── Raw data

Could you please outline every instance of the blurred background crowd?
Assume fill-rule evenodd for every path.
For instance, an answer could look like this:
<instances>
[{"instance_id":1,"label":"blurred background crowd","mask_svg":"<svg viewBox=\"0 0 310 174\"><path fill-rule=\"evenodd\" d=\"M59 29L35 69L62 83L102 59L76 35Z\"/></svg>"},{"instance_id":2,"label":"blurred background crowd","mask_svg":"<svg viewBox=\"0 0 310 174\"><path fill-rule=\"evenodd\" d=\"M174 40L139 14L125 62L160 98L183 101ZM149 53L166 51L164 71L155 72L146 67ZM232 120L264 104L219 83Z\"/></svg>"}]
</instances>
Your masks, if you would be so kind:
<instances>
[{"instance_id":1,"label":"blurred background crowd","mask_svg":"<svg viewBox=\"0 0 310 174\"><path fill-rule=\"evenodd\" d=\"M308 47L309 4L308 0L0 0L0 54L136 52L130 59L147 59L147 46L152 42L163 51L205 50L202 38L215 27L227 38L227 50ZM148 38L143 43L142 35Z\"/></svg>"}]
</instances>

────

What this task involves:
Please print the lines above again, word for word, with nothing changed or left out.

Answer to this task:
Could you please outline every instance of the blurred background crowd?
Assume fill-rule evenodd for every path.
For instance, an answer could look like this:
<instances>
[{"instance_id":1,"label":"blurred background crowd","mask_svg":"<svg viewBox=\"0 0 310 174\"><path fill-rule=\"evenodd\" d=\"M59 29L35 69L62 83L102 59L76 35Z\"/></svg>"},{"instance_id":2,"label":"blurred background crowd","mask_svg":"<svg viewBox=\"0 0 310 174\"><path fill-rule=\"evenodd\" d=\"M174 40L139 14L125 62L160 98L183 101ZM149 53L166 51L164 71L155 72L146 67ZM232 120L264 104L219 83Z\"/></svg>"}]
</instances>
Your masks, if you would be so kind:
<instances>
[{"instance_id":1,"label":"blurred background crowd","mask_svg":"<svg viewBox=\"0 0 310 174\"><path fill-rule=\"evenodd\" d=\"M308 47L309 4L308 0L0 0L0 54L136 52L130 59L147 59L147 46L152 42L163 51L205 50L202 38L215 27L227 38L227 50ZM148 38L143 43L142 35Z\"/></svg>"}]
</instances>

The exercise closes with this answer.